(Point localization data)
*** Begin section ***
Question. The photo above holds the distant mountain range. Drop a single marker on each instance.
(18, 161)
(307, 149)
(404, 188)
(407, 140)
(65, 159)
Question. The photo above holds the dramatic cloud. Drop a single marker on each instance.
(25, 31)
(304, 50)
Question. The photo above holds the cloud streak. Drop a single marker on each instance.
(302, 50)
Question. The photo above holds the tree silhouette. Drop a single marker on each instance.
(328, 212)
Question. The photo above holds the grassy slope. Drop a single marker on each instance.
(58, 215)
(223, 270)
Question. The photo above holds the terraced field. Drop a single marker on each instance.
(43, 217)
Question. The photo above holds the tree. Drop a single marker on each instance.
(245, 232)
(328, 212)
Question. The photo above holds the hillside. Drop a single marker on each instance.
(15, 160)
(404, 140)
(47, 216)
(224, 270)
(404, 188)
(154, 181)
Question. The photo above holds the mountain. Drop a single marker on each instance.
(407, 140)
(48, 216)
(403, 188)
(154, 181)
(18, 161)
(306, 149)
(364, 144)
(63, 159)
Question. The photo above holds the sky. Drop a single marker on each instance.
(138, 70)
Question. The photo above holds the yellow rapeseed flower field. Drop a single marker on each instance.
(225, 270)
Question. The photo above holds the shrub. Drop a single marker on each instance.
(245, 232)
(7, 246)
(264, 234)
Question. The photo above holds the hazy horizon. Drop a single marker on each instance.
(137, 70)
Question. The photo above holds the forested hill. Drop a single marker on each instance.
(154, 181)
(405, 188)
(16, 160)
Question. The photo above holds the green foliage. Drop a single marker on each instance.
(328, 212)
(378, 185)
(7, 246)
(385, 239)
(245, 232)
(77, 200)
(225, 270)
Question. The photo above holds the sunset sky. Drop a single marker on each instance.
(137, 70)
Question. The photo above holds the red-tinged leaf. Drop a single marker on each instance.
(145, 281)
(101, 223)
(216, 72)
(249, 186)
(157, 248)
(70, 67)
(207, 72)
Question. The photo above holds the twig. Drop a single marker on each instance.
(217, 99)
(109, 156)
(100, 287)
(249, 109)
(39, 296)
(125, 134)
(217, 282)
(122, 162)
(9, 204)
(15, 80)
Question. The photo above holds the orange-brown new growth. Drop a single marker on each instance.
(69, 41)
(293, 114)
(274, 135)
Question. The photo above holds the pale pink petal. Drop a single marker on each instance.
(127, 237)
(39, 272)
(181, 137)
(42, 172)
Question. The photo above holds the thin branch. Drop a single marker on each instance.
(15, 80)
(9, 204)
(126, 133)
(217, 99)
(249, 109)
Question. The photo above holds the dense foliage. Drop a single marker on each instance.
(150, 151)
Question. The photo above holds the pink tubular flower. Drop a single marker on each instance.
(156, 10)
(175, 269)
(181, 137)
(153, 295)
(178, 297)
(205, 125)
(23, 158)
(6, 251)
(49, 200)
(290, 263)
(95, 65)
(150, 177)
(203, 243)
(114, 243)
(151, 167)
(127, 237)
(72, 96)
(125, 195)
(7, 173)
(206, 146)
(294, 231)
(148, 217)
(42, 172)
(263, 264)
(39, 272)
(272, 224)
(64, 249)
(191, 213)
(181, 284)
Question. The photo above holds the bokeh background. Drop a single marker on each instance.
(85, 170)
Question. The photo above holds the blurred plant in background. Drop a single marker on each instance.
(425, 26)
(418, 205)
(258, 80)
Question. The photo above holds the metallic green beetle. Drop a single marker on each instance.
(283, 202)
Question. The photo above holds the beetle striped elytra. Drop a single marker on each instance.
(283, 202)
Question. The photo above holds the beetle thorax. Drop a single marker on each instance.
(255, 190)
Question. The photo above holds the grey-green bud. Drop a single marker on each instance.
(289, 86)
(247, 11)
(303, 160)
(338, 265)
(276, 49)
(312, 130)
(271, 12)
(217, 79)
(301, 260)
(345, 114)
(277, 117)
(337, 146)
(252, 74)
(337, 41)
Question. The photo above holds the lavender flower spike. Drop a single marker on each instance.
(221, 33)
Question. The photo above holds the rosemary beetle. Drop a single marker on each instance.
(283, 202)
*** End section ***
## Exercise details
Your task is to repeat the data exactly; please include every line.

## Task answer
Question. The photo above holds the distant mountain range. Drop a single marker on each instance.
(18, 161)
(307, 149)
(404, 188)
(407, 140)
(65, 159)
Question. The photo above holds the dramatic cloud. Drop a single marker on each instance.
(25, 31)
(304, 50)
Question. The photo above holds the cloud streak. Drop a single marker on each instance.
(302, 50)
Question. The photo above holds the tree silhouette. Drop a single marker on each instance.
(328, 212)
Question. The photo above holds the grassy slope. Drop a single marker on each instance.
(58, 215)
(223, 270)
Question. The photo above holds the terraced field. Drop a single marker on each instance.
(43, 217)
Question. The photo above holds the tree. Drop a single marker on each instance.
(245, 232)
(328, 212)
Question. The photo above holds the hillside. Drop a single marker on each instance.
(15, 160)
(404, 140)
(47, 216)
(224, 270)
(404, 188)
(154, 181)
Question. The photo above holds the mountain. Drop a single marker on each instance.
(407, 140)
(48, 216)
(403, 188)
(154, 181)
(18, 161)
(306, 149)
(364, 144)
(63, 159)
Question. The photo above holds the sky. Drop a single marker on each instance.
(138, 70)
Question. The photo above holds the yellow rapeseed flower field. Drop a single marker on each instance.
(225, 270)
Question. The photo above holds the shrub. Drop a single marker on each instance.
(245, 232)
(7, 246)
(264, 234)
Question. The photo above holds the hazy horizon. Drop a single marker on each instance.
(137, 70)
Question. The photo above holds the forested hill. Drop a single marker on each instance.
(154, 181)
(405, 188)
(16, 160)
Question. The photo above holds the green foliage. Drop a single marker on each instance.
(328, 212)
(378, 185)
(7, 246)
(385, 239)
(245, 232)
(77, 200)
(225, 270)
Question. The photo above holds the sunset sky. Drop a single marker on each instance.
(137, 70)
Question. The photo above holds the red-tinged leaf. Drop a single marker on each instance.
(145, 281)
(101, 223)
(216, 72)
(249, 186)
(157, 248)
(70, 67)
(207, 72)
Question. The photo above holds the twig. Drop a single marker on each instance.
(217, 99)
(109, 156)
(100, 287)
(249, 109)
(39, 296)
(125, 134)
(217, 282)
(122, 162)
(9, 204)
(15, 80)
Question. The photo above holds the orange-brown new growth. Drop a single marker on each instance.
(69, 41)
(293, 114)
(274, 135)
Question. The photo above holds the pale pink petal. Drop a single marker on each instance.
(127, 237)
(39, 272)
(181, 137)
(42, 172)
Question. The photo above holds the thin branch. Drop a single marker on each instance.
(15, 80)
(9, 204)
(126, 133)
(217, 99)
(249, 109)
Question. The photo above holds the dense foliage. Drop a single marker on each instance.
(150, 151)
Question. The photo above holds the pink tubular flower. Drop a single marker on each instance.
(156, 10)
(175, 269)
(181, 137)
(153, 295)
(178, 297)
(205, 125)
(23, 158)
(6, 251)
(49, 200)
(290, 263)
(95, 65)
(150, 177)
(203, 243)
(114, 243)
(151, 167)
(127, 237)
(72, 96)
(125, 195)
(7, 173)
(206, 146)
(294, 231)
(148, 217)
(42, 172)
(263, 264)
(39, 272)
(272, 224)
(64, 249)
(191, 213)
(181, 284)
Question. The photo above holds the bokeh background. Drop a single marker on each instance.
(85, 170)
Question. The photo above holds the blurred plant in background. Drop a single marker on each instance.
(425, 26)
(418, 205)
(258, 80)
Question. The photo above holds the metallic green beetle. Drop a single marker on each instance.
(283, 202)
Question. The photo above holds the beetle striped elytra. Drop a single marker on each instance.
(283, 202)
Question. The photo above holds the beetle thorax. Drop a single marker on each instance.
(255, 190)
Question. The photo above holds the grey-green bud. Drop a single marker on each instance.
(289, 86)
(247, 11)
(303, 160)
(338, 265)
(276, 49)
(312, 130)
(271, 12)
(217, 79)
(301, 260)
(345, 114)
(277, 117)
(337, 146)
(252, 74)
(337, 41)
Question. The photo above holds the lavender flower spike. Drop a single marker on each instance.
(221, 33)
Question. The photo above holds the rosemary beetle. Drop a single marker on each instance.
(283, 202)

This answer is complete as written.